Due date: Tuesday, October 8, by midnight

Part 1: Gaussian and Laplacian filters (60 pts)

Find two natural photographs of your own, or over the internet. One of the photographs should have a lot of high-frequency content (sharp edges, complicated textures etc.) while the other should be balanced in content. Report the results using both of the images and comment on any significant differences between the results.

Part 1.1: Image filtering (10 pts)

Implement two functions, LPF(image, sigma, kernelsize) and HPF(image, sigma, kernelsize), that return a low-pass or a high-pass filtered version the input image respectively using Gaussian kernels of the specified size and standard deviation.

Hint: The high pass content of an image can be extracted by subtracting the low pass filtered image from the original image. Hence, to get a high pass filter kernel from a low pass one, you can subtract the LPF kernel from a unit impulse filter.

Hint: Useful MATLAB functions: imfilter, fspecial

Using your LPF and HPF functions, filter the input image using different standard deviations (0.5, 1, 3.5) and kernel sizes (5x5, 15x15), apply them to the test image and observe the results. Comment on the effects of filter size for LPF results and effects of the standard deviation for HPF results.

## ENTRIES PROVIDED
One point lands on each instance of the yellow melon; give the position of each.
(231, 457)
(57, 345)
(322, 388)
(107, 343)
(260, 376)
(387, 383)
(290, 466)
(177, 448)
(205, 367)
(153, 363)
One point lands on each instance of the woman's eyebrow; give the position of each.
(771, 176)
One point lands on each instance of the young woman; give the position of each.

## THE TASK
For each statement below, say whether it agrees with the filtering assignment above, and quote the words from the assignment that decide it.
(a) A high-pass kernel can be made by subtracting the low-pass kernel from a unit impulse filter.
(b) Both photographs should contain a lot of high-frequency content.
(c) The filters are to be tried with kernel sizes of 5x5 and 25x25.

## OUTPUT BELOW
(a) Yes: "you can subtract the LPF kernel from a unit impulse filter."
(b) No: "while the other should be balanced in content."
(c) No: "kernel sizes (5x5, 15x15)"